> **TASK**
Give back the line below containing "Could you please point out the shoreline" and every later line, exactly.

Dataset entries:
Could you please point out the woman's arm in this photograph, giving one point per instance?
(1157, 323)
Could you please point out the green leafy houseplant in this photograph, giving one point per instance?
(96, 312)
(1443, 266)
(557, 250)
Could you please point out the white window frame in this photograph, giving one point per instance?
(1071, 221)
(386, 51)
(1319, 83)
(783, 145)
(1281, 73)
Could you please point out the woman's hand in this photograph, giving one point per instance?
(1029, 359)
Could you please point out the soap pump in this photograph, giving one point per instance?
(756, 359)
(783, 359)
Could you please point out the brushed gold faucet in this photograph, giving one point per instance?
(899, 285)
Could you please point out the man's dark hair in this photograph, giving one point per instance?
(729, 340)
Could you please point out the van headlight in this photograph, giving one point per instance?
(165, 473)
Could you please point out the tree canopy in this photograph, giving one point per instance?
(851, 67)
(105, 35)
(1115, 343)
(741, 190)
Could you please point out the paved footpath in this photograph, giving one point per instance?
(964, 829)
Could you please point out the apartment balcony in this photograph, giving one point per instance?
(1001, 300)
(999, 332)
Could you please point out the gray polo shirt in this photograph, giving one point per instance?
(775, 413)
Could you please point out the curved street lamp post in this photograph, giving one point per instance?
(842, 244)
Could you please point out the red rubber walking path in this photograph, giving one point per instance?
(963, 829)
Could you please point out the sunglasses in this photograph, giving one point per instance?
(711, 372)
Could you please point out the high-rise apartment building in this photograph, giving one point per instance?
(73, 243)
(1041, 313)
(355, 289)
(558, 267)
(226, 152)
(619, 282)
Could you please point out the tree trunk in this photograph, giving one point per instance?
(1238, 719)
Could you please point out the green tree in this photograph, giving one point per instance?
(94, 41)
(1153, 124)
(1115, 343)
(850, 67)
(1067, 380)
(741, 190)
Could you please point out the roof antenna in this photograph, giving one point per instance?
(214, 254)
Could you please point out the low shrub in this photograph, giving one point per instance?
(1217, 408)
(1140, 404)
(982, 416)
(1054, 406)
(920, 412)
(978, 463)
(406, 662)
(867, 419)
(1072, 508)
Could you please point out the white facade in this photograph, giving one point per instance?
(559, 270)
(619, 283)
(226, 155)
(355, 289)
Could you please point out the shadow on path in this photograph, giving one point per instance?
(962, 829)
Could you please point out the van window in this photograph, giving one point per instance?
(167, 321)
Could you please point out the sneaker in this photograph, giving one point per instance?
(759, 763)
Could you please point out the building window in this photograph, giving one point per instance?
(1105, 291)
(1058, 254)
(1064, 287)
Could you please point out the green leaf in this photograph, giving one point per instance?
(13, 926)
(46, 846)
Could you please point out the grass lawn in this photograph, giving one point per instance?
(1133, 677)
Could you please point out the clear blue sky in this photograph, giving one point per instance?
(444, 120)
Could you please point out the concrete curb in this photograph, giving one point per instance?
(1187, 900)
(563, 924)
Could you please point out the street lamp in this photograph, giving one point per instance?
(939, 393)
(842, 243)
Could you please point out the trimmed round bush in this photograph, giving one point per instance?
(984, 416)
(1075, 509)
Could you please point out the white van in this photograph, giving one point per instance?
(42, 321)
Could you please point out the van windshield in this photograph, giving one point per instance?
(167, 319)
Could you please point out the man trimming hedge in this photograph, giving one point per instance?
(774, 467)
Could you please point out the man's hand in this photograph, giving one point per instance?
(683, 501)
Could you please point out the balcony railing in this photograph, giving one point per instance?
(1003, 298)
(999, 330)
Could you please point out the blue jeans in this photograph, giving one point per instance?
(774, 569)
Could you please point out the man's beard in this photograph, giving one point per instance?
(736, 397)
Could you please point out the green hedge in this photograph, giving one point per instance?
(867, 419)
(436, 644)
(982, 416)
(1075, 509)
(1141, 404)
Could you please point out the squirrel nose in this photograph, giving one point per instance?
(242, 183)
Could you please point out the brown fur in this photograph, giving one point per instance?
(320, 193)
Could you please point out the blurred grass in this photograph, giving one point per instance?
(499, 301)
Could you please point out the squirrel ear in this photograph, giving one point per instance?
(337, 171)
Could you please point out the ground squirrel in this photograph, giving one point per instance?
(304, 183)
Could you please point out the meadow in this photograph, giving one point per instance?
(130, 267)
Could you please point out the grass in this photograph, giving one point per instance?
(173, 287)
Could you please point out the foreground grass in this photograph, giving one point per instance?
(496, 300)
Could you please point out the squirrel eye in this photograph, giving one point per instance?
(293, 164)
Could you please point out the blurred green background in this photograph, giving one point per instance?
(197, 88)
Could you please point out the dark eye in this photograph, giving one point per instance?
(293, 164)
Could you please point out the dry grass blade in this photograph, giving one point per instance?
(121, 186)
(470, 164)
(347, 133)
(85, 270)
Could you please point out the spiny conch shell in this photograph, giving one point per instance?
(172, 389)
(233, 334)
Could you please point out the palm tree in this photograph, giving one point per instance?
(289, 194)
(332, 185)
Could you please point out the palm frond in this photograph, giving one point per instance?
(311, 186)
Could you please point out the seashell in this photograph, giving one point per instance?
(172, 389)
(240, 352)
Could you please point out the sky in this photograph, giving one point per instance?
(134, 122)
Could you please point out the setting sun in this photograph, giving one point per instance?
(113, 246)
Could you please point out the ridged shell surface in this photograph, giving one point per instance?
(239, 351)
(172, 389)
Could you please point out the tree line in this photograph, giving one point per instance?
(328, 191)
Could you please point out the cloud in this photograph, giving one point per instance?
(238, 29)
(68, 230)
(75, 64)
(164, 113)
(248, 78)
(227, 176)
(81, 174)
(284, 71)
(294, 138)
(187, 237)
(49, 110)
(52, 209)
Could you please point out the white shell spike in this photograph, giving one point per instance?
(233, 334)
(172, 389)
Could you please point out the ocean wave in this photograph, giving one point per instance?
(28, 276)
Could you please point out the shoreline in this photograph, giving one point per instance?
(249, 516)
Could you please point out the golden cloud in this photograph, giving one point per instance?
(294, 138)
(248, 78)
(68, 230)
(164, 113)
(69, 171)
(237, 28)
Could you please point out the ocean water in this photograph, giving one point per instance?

> **OUTPUT OF THE EXERCISE**
Could you please point out the shoreline in this photograph, giving one point per instance?
(249, 516)
Could you please point out the golden cloud in this photograph, giving one point per instance?
(294, 138)
(248, 78)
(68, 230)
(164, 113)
(69, 171)
(237, 28)
Could you please point out the ocean water in this photograph, giving one point per instance?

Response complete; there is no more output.